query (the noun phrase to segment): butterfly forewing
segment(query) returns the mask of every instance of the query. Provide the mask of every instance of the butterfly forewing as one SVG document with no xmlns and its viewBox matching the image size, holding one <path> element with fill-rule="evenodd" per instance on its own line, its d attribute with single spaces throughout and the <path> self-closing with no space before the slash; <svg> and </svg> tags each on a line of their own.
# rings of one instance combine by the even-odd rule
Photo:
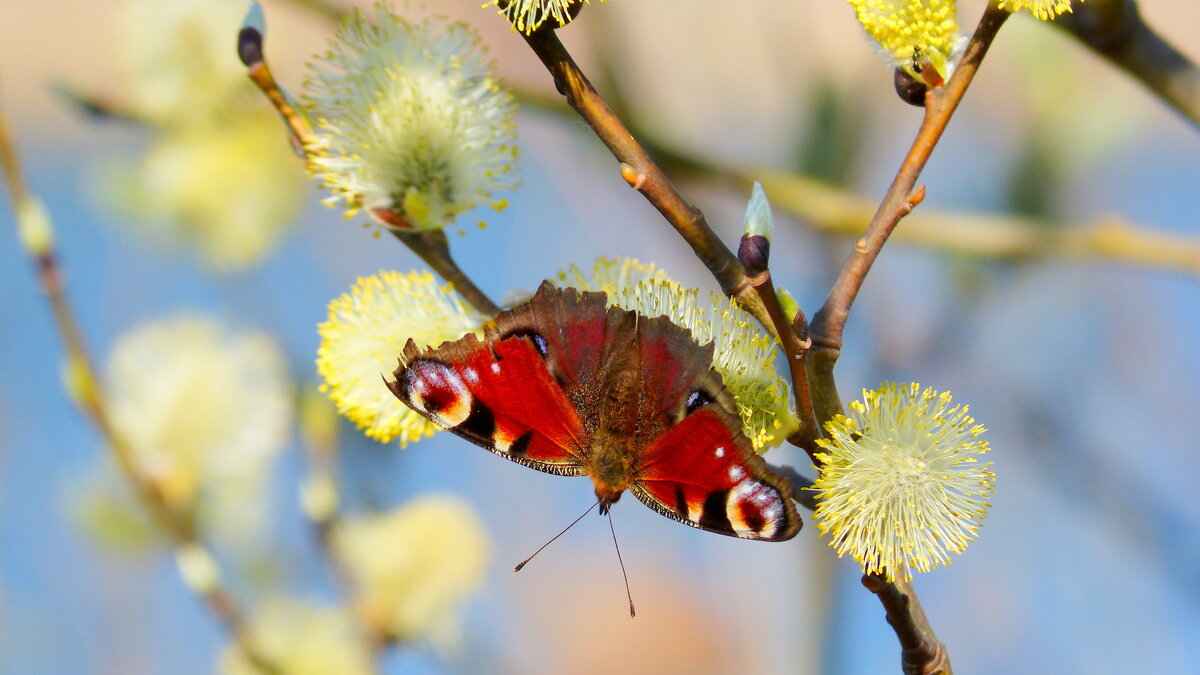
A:
<svg viewBox="0 0 1200 675">
<path fill-rule="evenodd" d="M 501 340 L 529 338 L 546 369 L 579 405 L 579 393 L 594 386 L 607 365 L 607 343 L 617 332 L 609 325 L 613 317 L 603 293 L 579 293 L 546 282 L 528 302 L 501 312 L 494 324 Z"/>
<path fill-rule="evenodd" d="M 526 466 L 584 473 L 579 416 L 527 336 L 405 347 L 396 396 L 434 424 Z"/>
</svg>

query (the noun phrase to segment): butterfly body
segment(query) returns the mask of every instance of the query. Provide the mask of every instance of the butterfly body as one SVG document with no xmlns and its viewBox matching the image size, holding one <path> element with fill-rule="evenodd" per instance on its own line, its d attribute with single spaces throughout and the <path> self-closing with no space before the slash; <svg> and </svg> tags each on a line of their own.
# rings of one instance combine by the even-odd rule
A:
<svg viewBox="0 0 1200 675">
<path fill-rule="evenodd" d="M 543 284 L 474 334 L 410 341 L 388 382 L 413 410 L 495 454 L 592 479 L 601 512 L 631 491 L 692 527 L 780 541 L 799 531 L 790 485 L 741 428 L 732 395 L 666 317 Z"/>
</svg>

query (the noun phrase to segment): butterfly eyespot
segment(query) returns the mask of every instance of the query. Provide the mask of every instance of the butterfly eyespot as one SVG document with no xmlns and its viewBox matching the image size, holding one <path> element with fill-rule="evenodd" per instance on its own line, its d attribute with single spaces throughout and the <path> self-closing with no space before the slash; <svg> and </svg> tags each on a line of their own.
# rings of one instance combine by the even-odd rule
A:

» **Exercise**: Exact copies of all the entries are needed; output them without the pictures.

» **Reply to the task**:
query (the noun phrase to segment): butterfly forewing
segment(query) returns the mask of every instance of the query. Provide the mask of every instance of the butterfly forewing as one SVG document with no xmlns and its viewBox matching the image size, holding one <path> element with fill-rule="evenodd" per instance on its own line, its d attribute with single spaces throughout and the <path> self-closing with no space before the slash; <svg> and </svg> tags each on a line of their own.
# rings of one instance combine by the even-odd rule
Photo:
A:
<svg viewBox="0 0 1200 675">
<path fill-rule="evenodd" d="M 501 340 L 529 338 L 546 369 L 579 405 L 579 393 L 594 386 L 607 365 L 607 343 L 617 332 L 609 325 L 613 317 L 603 293 L 579 293 L 546 282 L 528 302 L 501 312 L 494 324 Z"/>
<path fill-rule="evenodd" d="M 526 466 L 584 473 L 579 416 L 527 336 L 405 347 L 396 396 L 434 424 Z"/>
</svg>

query (the noun phrase to segment): butterfly body
segment(query) returns the mask of every instance of the query. Provide the mask of every instance of the butterfly body as one SVG document with no xmlns and its viewBox matching the image size, holding one <path> element with fill-rule="evenodd" per instance on its own line, its d attribute with single spaces throughout and the <path> self-closing with no space before the slash; <svg> and </svg> tags each on a line of their own.
# rings of one instance combine by the even-odd rule
A:
<svg viewBox="0 0 1200 675">
<path fill-rule="evenodd" d="M 543 284 L 474 334 L 410 341 L 388 382 L 413 410 L 495 454 L 592 479 L 601 512 L 631 491 L 692 527 L 780 541 L 799 531 L 790 485 L 741 428 L 732 395 L 666 317 Z"/>
</svg>

query (the noun phrase to segment): butterfly eyespot
segment(query) returns the mask of every instance of the query. Provide the mask of every instance of the butterfly eyespot as one SVG document with no xmlns and its viewBox matching the image size, holding one <path> element with fill-rule="evenodd" per instance on its own line, its d attribute with single spaces throughout and the <path> self-closing with no space before the slash; <svg> and </svg> tags each on a line of their own.
# rings of one instance combine by the even-odd rule
A:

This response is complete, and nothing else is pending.